- [PROBLEM DETAILS]: Lay out everything from the line containing "Place one keypoint on each instance of the yellow flower, using" down to the end of the entries below as a numbered list, leaving out any blank lines.

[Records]

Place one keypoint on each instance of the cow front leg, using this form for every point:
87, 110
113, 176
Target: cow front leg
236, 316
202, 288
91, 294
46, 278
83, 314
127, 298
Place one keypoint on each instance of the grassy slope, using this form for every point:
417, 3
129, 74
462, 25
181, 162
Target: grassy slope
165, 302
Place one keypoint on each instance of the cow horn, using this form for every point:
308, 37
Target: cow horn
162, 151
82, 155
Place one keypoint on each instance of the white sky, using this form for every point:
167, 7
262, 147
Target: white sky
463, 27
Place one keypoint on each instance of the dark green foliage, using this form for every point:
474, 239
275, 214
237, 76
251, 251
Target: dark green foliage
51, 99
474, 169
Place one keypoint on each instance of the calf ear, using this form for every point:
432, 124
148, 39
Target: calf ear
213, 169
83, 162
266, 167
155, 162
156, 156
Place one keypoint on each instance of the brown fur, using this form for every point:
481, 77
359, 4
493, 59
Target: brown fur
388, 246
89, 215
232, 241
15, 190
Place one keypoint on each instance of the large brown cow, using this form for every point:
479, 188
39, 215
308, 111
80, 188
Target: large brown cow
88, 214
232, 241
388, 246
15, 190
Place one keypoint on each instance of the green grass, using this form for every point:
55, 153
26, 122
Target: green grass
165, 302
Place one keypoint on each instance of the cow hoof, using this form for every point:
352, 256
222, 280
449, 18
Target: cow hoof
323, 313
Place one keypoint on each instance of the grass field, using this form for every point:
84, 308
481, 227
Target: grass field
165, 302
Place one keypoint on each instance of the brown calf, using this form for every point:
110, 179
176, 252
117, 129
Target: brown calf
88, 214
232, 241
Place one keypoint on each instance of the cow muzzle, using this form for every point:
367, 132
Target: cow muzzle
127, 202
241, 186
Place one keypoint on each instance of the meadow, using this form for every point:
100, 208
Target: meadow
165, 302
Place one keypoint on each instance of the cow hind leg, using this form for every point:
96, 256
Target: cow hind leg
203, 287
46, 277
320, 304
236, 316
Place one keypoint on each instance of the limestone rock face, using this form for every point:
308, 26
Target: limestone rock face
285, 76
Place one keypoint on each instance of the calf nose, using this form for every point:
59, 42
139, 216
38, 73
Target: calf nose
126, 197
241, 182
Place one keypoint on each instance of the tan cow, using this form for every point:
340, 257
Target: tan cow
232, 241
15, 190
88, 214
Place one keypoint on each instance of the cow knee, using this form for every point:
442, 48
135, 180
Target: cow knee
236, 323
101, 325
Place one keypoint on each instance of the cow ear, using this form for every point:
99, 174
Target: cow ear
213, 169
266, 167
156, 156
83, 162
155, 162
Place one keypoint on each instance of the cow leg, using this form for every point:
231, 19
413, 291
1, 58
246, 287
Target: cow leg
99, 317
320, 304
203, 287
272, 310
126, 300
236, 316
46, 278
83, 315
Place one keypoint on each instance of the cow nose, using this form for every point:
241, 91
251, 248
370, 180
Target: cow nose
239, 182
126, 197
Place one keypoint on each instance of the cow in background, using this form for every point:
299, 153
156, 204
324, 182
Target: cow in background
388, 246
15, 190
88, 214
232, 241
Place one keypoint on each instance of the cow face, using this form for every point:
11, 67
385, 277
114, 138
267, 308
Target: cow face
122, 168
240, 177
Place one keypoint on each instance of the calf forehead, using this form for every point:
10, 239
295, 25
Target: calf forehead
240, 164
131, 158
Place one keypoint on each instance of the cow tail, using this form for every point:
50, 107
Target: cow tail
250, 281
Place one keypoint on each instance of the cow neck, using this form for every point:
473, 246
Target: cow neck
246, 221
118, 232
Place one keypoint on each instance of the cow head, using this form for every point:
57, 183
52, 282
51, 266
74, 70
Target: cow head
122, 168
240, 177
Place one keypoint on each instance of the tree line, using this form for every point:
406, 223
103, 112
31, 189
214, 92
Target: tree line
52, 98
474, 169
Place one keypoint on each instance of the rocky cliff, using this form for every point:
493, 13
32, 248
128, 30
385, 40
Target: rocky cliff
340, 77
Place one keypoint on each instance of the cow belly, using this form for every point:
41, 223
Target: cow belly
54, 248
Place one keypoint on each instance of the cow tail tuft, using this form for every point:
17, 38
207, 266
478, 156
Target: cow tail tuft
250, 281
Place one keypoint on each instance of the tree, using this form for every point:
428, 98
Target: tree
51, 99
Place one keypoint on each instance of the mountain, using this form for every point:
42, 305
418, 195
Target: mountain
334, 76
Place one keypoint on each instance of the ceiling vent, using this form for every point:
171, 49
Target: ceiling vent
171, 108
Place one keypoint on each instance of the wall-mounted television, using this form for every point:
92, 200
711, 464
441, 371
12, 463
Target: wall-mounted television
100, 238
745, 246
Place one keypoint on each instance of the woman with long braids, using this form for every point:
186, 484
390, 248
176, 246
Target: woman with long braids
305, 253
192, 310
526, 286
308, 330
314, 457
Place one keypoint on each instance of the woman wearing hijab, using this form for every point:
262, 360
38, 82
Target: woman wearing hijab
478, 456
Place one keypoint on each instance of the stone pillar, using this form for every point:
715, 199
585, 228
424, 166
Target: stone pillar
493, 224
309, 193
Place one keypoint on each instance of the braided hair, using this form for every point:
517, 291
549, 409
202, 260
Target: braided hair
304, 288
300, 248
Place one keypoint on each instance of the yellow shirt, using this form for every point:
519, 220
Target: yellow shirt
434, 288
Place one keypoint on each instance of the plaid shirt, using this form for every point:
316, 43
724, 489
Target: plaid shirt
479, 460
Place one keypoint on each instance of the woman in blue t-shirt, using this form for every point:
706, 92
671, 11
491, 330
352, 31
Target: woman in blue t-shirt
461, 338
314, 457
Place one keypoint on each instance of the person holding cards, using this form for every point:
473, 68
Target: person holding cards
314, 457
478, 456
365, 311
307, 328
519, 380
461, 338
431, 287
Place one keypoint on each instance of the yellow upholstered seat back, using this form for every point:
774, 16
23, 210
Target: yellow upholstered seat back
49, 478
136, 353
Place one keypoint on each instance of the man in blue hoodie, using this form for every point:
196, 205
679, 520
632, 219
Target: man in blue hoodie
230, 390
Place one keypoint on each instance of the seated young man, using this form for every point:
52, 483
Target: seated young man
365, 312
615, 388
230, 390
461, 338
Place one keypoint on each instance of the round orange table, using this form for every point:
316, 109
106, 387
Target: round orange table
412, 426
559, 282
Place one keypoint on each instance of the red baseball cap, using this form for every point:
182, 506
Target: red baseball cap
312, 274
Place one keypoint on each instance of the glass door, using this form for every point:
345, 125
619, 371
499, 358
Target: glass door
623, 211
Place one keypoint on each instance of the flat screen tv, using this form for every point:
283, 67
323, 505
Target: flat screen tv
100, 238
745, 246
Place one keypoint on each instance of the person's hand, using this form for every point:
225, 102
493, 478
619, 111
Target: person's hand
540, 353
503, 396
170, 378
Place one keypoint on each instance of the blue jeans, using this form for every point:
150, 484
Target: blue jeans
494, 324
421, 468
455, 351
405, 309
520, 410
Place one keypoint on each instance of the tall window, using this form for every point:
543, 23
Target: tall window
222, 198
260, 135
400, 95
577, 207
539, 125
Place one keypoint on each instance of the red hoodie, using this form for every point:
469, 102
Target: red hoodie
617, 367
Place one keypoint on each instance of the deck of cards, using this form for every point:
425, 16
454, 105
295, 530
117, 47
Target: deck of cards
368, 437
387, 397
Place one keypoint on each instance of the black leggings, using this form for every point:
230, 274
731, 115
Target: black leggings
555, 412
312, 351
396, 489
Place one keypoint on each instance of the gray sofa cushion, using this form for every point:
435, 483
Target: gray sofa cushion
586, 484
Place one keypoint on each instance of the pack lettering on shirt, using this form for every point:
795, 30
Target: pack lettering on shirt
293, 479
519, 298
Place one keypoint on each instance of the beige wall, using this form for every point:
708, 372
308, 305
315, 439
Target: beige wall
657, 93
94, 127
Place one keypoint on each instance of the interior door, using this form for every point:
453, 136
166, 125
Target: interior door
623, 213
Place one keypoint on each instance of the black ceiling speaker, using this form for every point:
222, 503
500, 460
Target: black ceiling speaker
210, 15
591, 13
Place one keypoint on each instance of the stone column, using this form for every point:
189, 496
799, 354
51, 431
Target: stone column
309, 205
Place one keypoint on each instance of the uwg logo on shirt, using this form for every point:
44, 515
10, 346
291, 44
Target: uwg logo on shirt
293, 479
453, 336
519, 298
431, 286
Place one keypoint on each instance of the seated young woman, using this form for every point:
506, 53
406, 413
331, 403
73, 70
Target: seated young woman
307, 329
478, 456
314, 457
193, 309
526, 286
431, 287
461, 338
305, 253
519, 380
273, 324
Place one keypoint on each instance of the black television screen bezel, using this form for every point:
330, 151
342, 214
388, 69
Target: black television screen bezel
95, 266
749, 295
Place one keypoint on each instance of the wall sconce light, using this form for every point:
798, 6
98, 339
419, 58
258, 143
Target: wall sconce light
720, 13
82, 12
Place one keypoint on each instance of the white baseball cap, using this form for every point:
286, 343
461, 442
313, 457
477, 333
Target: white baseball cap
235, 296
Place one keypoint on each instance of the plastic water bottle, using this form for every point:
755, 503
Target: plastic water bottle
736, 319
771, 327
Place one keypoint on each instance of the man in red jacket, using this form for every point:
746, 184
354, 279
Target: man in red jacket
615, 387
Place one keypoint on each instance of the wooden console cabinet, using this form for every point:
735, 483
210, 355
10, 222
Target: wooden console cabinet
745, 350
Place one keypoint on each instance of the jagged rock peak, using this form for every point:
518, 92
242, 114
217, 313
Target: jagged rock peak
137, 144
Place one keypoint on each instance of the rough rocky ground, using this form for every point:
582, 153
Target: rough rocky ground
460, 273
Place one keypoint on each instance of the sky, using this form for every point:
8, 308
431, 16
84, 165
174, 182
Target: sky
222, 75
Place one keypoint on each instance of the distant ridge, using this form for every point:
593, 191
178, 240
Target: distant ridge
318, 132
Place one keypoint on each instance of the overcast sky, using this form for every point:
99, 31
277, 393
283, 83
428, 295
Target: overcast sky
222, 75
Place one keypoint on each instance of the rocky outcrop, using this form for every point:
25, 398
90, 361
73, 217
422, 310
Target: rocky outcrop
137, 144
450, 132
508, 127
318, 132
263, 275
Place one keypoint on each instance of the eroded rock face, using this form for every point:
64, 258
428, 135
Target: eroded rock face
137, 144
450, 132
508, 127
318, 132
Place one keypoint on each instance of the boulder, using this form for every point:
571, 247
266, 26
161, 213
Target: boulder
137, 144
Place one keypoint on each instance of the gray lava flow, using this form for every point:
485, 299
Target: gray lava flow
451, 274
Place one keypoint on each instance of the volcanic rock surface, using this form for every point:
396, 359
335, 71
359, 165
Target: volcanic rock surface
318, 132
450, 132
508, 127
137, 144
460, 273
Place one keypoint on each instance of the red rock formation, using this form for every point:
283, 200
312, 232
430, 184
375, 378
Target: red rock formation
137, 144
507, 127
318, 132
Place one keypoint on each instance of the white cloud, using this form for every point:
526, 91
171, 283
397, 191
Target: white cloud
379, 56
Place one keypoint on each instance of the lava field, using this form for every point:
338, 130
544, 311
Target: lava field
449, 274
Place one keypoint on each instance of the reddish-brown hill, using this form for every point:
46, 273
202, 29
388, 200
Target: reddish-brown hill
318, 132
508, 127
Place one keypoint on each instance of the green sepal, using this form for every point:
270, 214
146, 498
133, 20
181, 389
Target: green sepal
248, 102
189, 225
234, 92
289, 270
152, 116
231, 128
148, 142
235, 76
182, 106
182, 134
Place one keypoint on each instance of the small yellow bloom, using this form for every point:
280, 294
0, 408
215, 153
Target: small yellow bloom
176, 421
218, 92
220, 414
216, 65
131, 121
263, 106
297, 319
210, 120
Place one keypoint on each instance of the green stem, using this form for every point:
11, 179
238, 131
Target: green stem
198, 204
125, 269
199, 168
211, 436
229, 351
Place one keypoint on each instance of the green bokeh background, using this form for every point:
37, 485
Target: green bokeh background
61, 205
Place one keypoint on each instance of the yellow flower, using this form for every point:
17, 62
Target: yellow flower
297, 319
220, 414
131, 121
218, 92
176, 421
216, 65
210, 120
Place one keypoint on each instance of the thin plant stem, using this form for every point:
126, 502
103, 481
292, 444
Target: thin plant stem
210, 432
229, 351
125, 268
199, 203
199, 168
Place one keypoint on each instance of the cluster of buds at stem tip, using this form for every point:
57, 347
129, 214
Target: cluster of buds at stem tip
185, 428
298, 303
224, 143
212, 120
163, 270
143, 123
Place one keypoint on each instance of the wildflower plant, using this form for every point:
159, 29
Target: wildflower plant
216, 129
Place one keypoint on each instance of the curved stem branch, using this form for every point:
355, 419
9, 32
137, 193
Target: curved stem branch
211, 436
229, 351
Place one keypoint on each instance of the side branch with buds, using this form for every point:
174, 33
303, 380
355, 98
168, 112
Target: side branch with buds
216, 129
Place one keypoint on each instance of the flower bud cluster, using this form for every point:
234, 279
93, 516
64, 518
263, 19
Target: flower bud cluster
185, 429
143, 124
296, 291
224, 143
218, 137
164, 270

- [TASK OUTPUT]:
1. Place one keypoint on each instance of the yellow flower, using this form for every point:
2. 17, 62
3. Target: yellow flower
4. 297, 319
5. 220, 414
6. 131, 121
7. 218, 92
8. 176, 421
9. 216, 65
10. 210, 120
11. Place one keypoint on each instance of the thin plant stem, using this form for every point:
12. 126, 502
13. 103, 481
14. 292, 444
15. Target: thin plant stem
16. 210, 432
17. 229, 351
18. 125, 268
19. 199, 203
20. 199, 168
21. Place one keypoint on each instance of the cluster of buds at stem tip, using this form for every point:
22. 57, 347
23. 129, 214
24. Target: cluster of buds at stem tip
25. 185, 428
26. 298, 303
27. 224, 143
28. 212, 120
29. 163, 270
30. 143, 123
31. Place one keypoint on each instance of the wildflower plant, using this form for every point:
32. 159, 29
33. Target: wildflower plant
34. 216, 129
35. Place one keypoint on each instance of the curved stem branch, using this form for every point:
36. 355, 419
37. 9, 32
38. 137, 193
39. Target: curved stem branch
40. 211, 436
41. 229, 351
42. Place one keypoint on each instance of the side branch with buds, using this form for every point:
43. 174, 33
44. 303, 380
45. 355, 98
46. 168, 112
47. Target: side branch with buds
48. 216, 129
49. Place one keypoint on each instance of the flower bud cluster, using this form for every point:
50. 234, 279
51. 93, 516
52. 64, 518
53. 263, 19
54. Target: flower bud cluster
55. 185, 429
56. 143, 124
57. 296, 291
58. 224, 143
59. 218, 137
60. 164, 270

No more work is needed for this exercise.